__Instructions for the task__:
Word for word, transcribe the records that follow.

******

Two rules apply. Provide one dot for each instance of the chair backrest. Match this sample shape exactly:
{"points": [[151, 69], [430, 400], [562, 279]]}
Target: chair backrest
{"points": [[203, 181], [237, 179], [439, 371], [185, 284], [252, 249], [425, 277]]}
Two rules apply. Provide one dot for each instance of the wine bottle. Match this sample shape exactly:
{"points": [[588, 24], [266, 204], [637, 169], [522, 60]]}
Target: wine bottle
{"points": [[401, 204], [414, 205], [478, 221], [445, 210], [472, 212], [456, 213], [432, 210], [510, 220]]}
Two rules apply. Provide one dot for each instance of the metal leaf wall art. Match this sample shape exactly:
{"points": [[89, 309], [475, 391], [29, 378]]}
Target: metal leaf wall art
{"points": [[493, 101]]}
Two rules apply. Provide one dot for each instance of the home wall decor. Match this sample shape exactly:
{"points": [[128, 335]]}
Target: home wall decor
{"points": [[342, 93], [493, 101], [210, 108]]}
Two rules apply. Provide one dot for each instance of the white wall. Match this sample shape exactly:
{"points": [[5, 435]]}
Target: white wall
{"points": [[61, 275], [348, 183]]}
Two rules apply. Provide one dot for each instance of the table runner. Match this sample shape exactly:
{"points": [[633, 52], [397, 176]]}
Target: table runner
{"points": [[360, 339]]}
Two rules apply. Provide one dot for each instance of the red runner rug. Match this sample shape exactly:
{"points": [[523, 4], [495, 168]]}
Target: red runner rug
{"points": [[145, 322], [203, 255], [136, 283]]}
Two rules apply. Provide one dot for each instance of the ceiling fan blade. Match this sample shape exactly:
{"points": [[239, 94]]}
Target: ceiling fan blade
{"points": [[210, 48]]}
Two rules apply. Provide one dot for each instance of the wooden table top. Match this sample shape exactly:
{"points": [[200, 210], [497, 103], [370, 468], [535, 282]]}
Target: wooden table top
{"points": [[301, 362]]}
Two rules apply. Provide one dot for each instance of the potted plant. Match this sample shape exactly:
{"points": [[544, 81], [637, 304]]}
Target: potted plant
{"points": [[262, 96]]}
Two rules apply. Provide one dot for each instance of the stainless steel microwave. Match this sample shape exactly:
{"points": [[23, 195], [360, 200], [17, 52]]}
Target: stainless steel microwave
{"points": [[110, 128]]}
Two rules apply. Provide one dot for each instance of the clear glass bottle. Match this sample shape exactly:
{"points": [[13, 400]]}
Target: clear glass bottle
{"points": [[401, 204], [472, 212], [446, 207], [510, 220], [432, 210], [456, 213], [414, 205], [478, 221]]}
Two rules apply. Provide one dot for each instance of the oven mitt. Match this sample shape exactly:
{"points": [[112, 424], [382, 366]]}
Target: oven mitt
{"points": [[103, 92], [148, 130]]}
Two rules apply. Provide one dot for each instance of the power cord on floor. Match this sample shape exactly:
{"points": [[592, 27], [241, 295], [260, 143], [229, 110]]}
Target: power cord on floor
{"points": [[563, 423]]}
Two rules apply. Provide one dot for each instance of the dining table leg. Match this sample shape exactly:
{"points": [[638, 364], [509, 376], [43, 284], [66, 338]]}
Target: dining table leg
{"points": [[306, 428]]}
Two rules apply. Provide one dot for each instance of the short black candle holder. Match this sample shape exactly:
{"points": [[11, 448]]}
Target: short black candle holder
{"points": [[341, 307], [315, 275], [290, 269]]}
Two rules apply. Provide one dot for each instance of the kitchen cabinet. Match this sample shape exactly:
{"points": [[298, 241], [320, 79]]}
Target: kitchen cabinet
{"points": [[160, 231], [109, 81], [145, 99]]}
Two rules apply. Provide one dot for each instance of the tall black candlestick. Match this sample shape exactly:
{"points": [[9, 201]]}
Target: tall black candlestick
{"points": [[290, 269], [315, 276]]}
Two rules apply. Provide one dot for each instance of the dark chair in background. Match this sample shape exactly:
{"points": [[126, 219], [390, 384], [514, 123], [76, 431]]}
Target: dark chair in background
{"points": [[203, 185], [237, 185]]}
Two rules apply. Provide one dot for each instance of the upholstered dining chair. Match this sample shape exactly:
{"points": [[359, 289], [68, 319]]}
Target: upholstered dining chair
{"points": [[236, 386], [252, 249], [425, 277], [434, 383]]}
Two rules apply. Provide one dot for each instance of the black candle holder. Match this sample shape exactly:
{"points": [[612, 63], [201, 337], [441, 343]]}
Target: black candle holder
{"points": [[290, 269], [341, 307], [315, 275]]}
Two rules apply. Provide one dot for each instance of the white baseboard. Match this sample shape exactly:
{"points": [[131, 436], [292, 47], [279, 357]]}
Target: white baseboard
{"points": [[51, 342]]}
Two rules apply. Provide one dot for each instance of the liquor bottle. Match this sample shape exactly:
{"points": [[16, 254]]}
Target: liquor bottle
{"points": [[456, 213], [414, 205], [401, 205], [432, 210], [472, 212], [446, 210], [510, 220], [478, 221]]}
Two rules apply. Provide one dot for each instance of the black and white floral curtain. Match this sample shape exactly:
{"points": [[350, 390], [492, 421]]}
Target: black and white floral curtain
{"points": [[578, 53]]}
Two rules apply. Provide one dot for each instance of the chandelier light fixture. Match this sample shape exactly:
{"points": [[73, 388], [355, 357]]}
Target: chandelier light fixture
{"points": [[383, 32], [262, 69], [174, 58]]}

******

__Task solution__:
Two rules apply. Provide one dot for each instance of the chair backrest. Match this sample shape exactly:
{"points": [[151, 69], [430, 400], [562, 279]]}
Target: chair backrest
{"points": [[203, 181], [237, 179], [439, 371], [185, 284], [252, 249], [425, 277]]}
Two rules apply. Provide one dot for each instance of the wine bottle. Match this sample shape exactly:
{"points": [[588, 24], [266, 204], [637, 169], [522, 60]]}
Target: wine bottle
{"points": [[401, 204], [414, 205], [478, 221], [445, 210], [472, 212], [456, 213], [432, 210], [510, 220]]}
Two rules apply. Provide one dot for each instance of the metal leaf wall art. Match this sample shape exactly:
{"points": [[89, 309], [475, 391], [29, 378]]}
Target: metal leaf wall art
{"points": [[493, 101]]}
Two rules apply. Provide one dot for each instance of the home wall decor. Match this sample shape exactly:
{"points": [[128, 335]]}
Target: home wall decor
{"points": [[342, 93], [493, 101], [210, 108]]}
Two rules apply. Provide one dot for each instance of the white wall. Match this sample shape exactly:
{"points": [[5, 435]]}
Target: white wall
{"points": [[61, 275], [348, 183]]}
Two rules apply. Provide one dot for each instance of the table runner. Match this sample shape exactly:
{"points": [[633, 52], [397, 176]]}
Target: table runner
{"points": [[360, 339]]}
Two rules apply. Provide one dot for each instance of the red runner rug. Match this sample shape exactly:
{"points": [[523, 4], [495, 168]]}
Target: red runner rug
{"points": [[145, 322], [203, 255], [136, 283]]}
Two rules apply. Provide one dot for each instance of the ceiling fan blade. Match this sample shape exactly:
{"points": [[239, 94]]}
Target: ceiling fan blade
{"points": [[210, 48]]}
Two rules apply. Provide one dot for each instance of the wooden table top. Match this sample shape exactly:
{"points": [[200, 210], [497, 103], [370, 468], [535, 282]]}
Target: wooden table top
{"points": [[301, 362]]}
Two rules apply. Provide one dot for each instance of the potted plant. Match this sample shape exactly:
{"points": [[544, 81], [637, 304]]}
Target: potted plant
{"points": [[262, 96]]}
Two rules apply. Provide one dot for each instance of the stainless steel microwave. Match this sample shape exactly:
{"points": [[23, 195], [360, 200], [17, 52]]}
Target: stainless steel microwave
{"points": [[110, 128]]}
Two rules apply. Provide one dot for each instance of the clear glass bottle. Match this sample shape exactly:
{"points": [[13, 400]]}
Target: clear glass bottle
{"points": [[401, 204], [472, 212], [446, 207], [510, 220], [432, 210], [456, 213], [414, 205], [478, 221]]}
Two rules apply. Provide one dot for each instance of the oven mitt. Match this sample shape exactly:
{"points": [[112, 424], [382, 366]]}
Target: oven mitt
{"points": [[103, 92], [148, 130]]}
Two rules apply. Provide one dot for each instance of the power cord on floor. Match this sample shape exactly:
{"points": [[592, 27], [241, 295], [260, 143], [229, 110]]}
Target: power cord on floor
{"points": [[563, 423]]}
Two rules apply. Provide one dot for each instance of the dining table leg. Match this sample shape exactly:
{"points": [[638, 364], [509, 376], [43, 284], [66, 338]]}
Target: dining table leg
{"points": [[306, 428]]}
Two rules apply. Provide one dot for each instance of the short black candle holder. Match this sample shape exactly:
{"points": [[11, 448]]}
Target: short black candle holder
{"points": [[341, 307], [315, 275], [290, 269]]}
Two rules apply. Provide one dot for each instance of the kitchen cabinet. Match this sample shape exactly:
{"points": [[298, 241], [320, 79]]}
Target: kitchen cabinet
{"points": [[160, 231], [109, 81], [145, 99]]}
Two rules apply. Provide one dot for each instance of the tall black candlestick. Match this sample shape exactly:
{"points": [[9, 201]]}
Target: tall black candlestick
{"points": [[290, 269], [315, 276]]}
Two rules apply. Provide one dot for each instance of the dark chair in background. Match this sample shape exactly:
{"points": [[126, 219], [390, 384], [514, 123], [76, 431]]}
Target: dark chair in background
{"points": [[203, 185], [237, 185]]}
Two rules apply. Provide one dot for each instance of the upholstered dining chair. Match this sample shape exactly:
{"points": [[359, 289], [68, 319]]}
Target: upholstered dining chair
{"points": [[236, 386], [252, 249], [425, 277], [434, 383]]}
Two rules apply. Provide one dot for each instance of the black candle holder. Match this sample shape exactly:
{"points": [[612, 63], [201, 337], [441, 343]]}
Target: black candle holder
{"points": [[290, 269], [341, 307], [315, 275]]}
Two rules apply. Provide one dot for each instance of the white baseboard. Match this sample shape exactly:
{"points": [[131, 436], [292, 47], [279, 357]]}
Target: white baseboard
{"points": [[51, 342]]}
Two rules apply. Provide one dot for each instance of the liquor bottle. Match this sample shape exactly:
{"points": [[16, 254]]}
Target: liquor bottle
{"points": [[456, 213], [414, 205], [401, 205], [432, 210], [472, 212], [446, 210], [510, 220], [478, 221]]}
Two rules apply. Provide one dot for each instance of the black and white floral curtain. Match this sample shape exactly:
{"points": [[350, 390], [492, 421]]}
Target: black and white floral curtain
{"points": [[578, 53]]}
Two rules apply. Provide one dot for each instance of the chandelier light fixture. Match this sample shape exactly:
{"points": [[73, 388], [355, 357]]}
Target: chandelier light fixture
{"points": [[383, 32], [262, 69], [174, 58]]}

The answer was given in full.